--- Start Material for this task ---

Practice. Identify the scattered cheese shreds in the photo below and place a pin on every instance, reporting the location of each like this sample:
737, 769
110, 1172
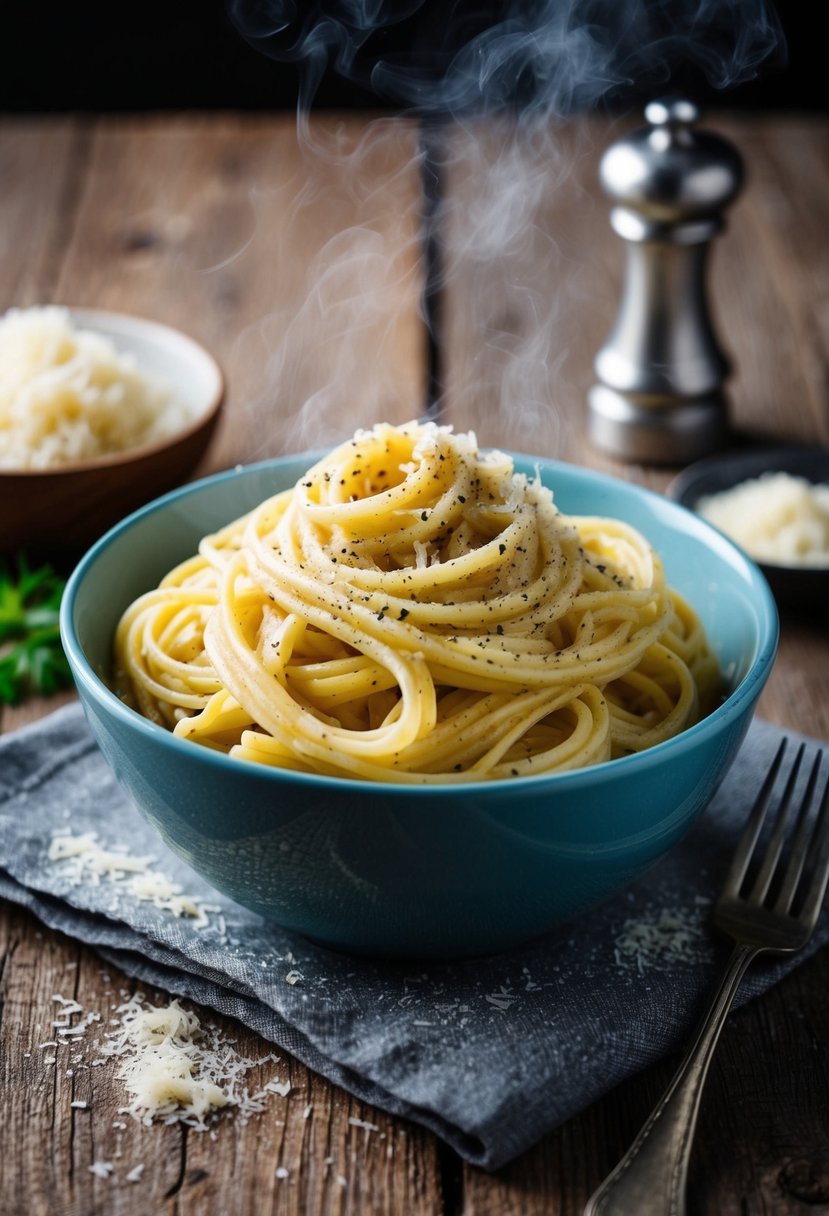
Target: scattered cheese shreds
178, 1070
86, 861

--- End Material for this task ---

*Task details:* Rewrite the records with "cheese shreds" replaced by "carrot shreds" everywhere it occurs. Leave all else unchanged and omit the pictures.

*Complete response:*
Practice. Identify the scattered carrot shreds in the photo below and place a pin on every instance, reporting the location of each like this sample:
737, 769
110, 1172
Target: scattered carrot shreds
178, 1070
86, 861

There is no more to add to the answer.